▶ TEXTO PROPORCIONADO:
———
Por José Antonio Trejo Rodríguez.

Primeros años de la década de los 70s, un par de vacas: la bona y la fina, habían llegado a casita, traídas por mis hermanos desde la Ciudad de México, ambas con la pelambre en color blanco y manchas negras, nobles, mansas, entretenidas la mayor parte el tiempo en comer pastura y rumiar; una de ellas tuvo una becerrita de color rojizo, la llamamos “chencha” quien, traviesa, jugaba con los chiquillos, tomaba la leche de su madre y saciaba su apetito con la fórmula que una de mis hermanas le daba en un biberón.

La hora de la ordeña resultaba popular entre la chamacada, decidida a aprender y de paso beber un vaso de tibia leche recién obtenida. La primera ordeña con calostros se convirtió en un postre delicioso; las subsecuentes pretendieron convertirse en queso, pero los experimentos no rindieron frutos, así que la leche se repartía entre la familia. Las vacas compartían su cobertizo, establecido al final del terreno, con un grupo de borregos, un par de cochis, gallinas, guajolotes, patos y unos muy prolíficos pichones que se multiplicaron con singular alegría, nada más al llegar a Tula.

Alimentar a tanto animal costaba un buen dinerito, afortunadamente la zona urbana en Tula no pasaba de la gasolinera Álvarez y había la oportunidad, siempre aprovechada, de llevarlos a comer hierba fresca al campo y a beber en las entonces limpias aguas del río Tula. En ese entonces, Jalpa era una colonia poco poblada, atravesada por una estrecha carretera bordeada de grandes árboles, por la que apenas circulaban algunos vehículos, coches de sitio, autobuses foráneos rumbo a Tepeji y muchas personas en bicicleta a trabajar en la Tolteca.
———
▶ POR HACER:
Cita íntegro, palabra por palabra, el texto sobre las vacas de la familia en Tula. Los registros son un material aparte, independiente del texto.
———
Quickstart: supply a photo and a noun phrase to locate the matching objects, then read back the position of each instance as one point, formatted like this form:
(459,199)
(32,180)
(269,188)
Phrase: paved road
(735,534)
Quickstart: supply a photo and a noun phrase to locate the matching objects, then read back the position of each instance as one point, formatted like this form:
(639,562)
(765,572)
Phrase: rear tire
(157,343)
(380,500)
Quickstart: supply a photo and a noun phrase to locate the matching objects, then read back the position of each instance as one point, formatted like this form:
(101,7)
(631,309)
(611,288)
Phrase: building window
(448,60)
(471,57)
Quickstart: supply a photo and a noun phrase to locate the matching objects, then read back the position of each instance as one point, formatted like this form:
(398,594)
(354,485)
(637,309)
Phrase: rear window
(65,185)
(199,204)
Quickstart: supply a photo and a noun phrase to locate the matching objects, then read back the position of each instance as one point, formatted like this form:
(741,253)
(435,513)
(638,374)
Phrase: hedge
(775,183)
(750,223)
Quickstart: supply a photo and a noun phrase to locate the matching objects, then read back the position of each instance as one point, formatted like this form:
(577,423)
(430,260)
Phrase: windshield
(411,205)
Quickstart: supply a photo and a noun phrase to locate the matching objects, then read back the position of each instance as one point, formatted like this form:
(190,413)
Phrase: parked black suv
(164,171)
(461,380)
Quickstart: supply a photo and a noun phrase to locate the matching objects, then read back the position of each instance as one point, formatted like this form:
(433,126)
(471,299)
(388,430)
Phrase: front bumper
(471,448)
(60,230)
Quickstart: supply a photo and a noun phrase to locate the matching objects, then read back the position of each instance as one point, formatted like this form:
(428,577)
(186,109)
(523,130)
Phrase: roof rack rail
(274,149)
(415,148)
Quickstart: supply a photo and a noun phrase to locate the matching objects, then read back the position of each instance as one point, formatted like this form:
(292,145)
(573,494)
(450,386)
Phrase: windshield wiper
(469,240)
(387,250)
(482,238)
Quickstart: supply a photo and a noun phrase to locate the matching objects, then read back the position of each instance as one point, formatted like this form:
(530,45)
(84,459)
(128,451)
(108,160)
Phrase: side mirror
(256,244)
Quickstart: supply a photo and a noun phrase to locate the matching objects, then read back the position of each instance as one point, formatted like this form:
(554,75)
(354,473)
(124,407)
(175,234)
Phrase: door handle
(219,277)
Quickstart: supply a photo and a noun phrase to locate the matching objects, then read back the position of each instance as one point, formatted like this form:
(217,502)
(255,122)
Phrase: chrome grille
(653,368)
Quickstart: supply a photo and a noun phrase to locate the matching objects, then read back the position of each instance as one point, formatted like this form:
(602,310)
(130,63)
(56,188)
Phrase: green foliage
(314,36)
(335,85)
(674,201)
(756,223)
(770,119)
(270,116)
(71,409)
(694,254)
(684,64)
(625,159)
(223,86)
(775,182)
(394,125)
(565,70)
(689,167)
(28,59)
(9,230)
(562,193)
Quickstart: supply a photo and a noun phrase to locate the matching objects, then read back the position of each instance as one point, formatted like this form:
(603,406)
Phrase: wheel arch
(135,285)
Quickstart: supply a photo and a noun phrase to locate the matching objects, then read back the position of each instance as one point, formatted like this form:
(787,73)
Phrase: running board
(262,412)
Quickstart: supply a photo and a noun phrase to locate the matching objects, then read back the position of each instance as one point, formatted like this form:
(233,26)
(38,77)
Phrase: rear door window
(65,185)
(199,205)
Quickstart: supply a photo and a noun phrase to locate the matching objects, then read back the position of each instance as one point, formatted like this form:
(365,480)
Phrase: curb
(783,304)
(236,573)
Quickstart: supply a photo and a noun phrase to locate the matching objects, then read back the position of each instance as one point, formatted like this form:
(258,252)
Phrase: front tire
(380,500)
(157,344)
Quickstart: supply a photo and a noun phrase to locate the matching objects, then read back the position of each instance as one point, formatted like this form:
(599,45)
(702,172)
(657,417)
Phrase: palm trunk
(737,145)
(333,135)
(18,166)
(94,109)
———
▶ PROBLEMA RESUELTO:
Por José Antonio Trejo Rodríguez.

Primeros años de la década de los 70s, un par de vacas: la bona y la fina, habían llegado a casita, traídas por mis hermanos desde la Ciudad de México, ambas con la pelambre en color blanco y manchas negras, nobles, mansas, entretenidas la mayor parte el tiempo en comer pastura y rumiar; una de ellas tuvo una becerrita de color rojizo, la llamamos “chencha” quien, traviesa, jugaba con los chiquillos, tomaba la leche de su madre y saciaba su apetito con la fórmula que una de mis hermanas le daba en un biberón.

La hora de la ordeña resultaba popular entre la chamacada, decidida a aprender y de paso beber un vaso de tibia leche recién obtenida. La primera ordeña con calostros se convirtió en un postre delicioso; las subsecuentes pretendieron convertirse en queso, pero los experimentos no rindieron frutos, así que la leche se repartía entre la familia. Las vacas compartían su cobertizo, establecido al final del terreno, con un grupo de borregos, un par de cochis, gallinas, guajolotes, patos y unos muy prolíficos pichones que se multiplicaron con singular alegría, nada más al llegar a Tula.

Alimentar a tanto animal costaba un buen dinerito, afortunadamente la zona urbana en Tula no pasaba de la gasolinera Álvarez y había la oportunidad, siempre aprovechada, de llevarlos a comer hierba fresca al campo y a beber en las entonces limpias aguas del río Tula. En ese entonces, Jalpa era una colonia poco poblada, atravesada por una estrecha carretera bordeada de grandes árboles, por la que apenas circulaban algunos vehículos, coches de sitio, autobuses foráneos rumbo a Tepeji y muchas personas en bicicleta a trabajar en la Tolteca.